本文:
▶

甫木元「実は僕たち、自分たちのファン層もどういう方たちなのか、まだ全然わかっていないので、おすすめするものもわからないのですが、なんだろう……菊池さん、何が合うかと思いますか?」
菊池「まだ生まれていない曲もあって、今日もこれからスタジオで収録なんです(※取材日は10月26日)。なので、自分たちのアルバムがどう終着するかもまだ把握できていないんです」
甫木元「そういう意味で、一番昔からあって、前作のEPにも入れようとしたけれど、でも、今じゃないかなと温めていた曲として『日々の手触り』から聞いていただくのがいいかもしれません。日常から地続きにある曲で、『はだかのゆめ』ともクロスする曲だと思います」
──最後に、甫木元監督に聞きますが、『はだかのゆめ』の初号試写のとき、過去と向き合う作品はこれで終わるかも、という話をされていましたが、違うビジョンがありますか?
甫木元「たまたま続いちゃったことで、父親と母親を映画で弔うじゃないですけど、家族の弔ということに関しては、これでおしまいになるかと思います」
はだかのゆめ
四国山脈に囲まれた高知県、四万十川のほとりに暮らすある一家の物語。若くして両親を亡くし、高知県で祖父と暮らす甫木元空監督の体験をモチーフに、祖父、母、孫のノロの3代にわたる時間と、境界線を飛び越えた触れ合いを描く。四万十の火振り漁、愛媛、香川、徳島との県境となる天狗高原など、高知の圧倒的な風景と、Bialystocksの音楽が奏でる映像詩。第35回東京国際映画祭NIPPON CINEMA NOW部門にセレクトされた。

◀

出題内容:
本文について、次の問いに答えてください。
1. 取材日は何月何日ですか。
2. 甫木元さんが最初に聞いてもらうのがいいかもしれないと挙げた曲は何ですか。
3. 『はだかのゆめ』は、どの映画祭のどの部門にセレクトされましたか。
記録は本文とは別の出典から取られたものです。

記録データ:
▶

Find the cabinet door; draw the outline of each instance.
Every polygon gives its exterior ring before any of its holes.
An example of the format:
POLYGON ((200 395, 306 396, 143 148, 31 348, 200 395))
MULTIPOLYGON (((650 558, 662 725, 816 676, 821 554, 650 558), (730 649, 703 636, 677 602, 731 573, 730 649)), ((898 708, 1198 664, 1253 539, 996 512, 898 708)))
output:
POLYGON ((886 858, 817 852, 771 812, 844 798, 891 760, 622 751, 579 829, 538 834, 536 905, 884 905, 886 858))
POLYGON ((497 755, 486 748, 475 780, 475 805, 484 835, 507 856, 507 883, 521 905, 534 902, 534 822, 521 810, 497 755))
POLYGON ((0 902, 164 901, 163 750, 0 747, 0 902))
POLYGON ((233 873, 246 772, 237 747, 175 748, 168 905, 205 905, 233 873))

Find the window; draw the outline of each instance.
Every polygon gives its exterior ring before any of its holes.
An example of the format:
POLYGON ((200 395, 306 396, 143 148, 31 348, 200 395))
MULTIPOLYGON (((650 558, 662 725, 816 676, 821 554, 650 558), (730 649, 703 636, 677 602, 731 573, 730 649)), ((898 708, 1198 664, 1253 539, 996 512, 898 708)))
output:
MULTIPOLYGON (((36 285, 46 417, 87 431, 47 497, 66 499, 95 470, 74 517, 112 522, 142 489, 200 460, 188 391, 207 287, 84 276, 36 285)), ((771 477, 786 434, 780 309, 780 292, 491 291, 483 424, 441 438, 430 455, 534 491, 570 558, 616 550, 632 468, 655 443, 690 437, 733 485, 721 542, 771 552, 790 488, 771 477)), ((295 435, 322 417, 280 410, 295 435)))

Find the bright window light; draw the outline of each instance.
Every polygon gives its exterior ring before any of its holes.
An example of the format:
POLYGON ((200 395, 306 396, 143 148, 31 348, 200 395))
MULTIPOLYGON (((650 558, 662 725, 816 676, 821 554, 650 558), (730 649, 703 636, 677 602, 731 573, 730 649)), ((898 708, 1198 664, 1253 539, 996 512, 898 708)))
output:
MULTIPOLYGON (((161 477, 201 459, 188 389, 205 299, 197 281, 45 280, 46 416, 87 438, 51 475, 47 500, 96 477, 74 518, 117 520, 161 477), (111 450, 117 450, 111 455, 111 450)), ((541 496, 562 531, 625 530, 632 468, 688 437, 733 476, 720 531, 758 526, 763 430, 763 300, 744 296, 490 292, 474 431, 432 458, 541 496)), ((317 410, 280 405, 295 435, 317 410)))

◀

解答例:
1. 取材日は10月26日です。
2. その曲は『日々の手触り』です。
3. 第35回東京国際映画祭のNIPPON CINEMA NOW部門にセレクトされました。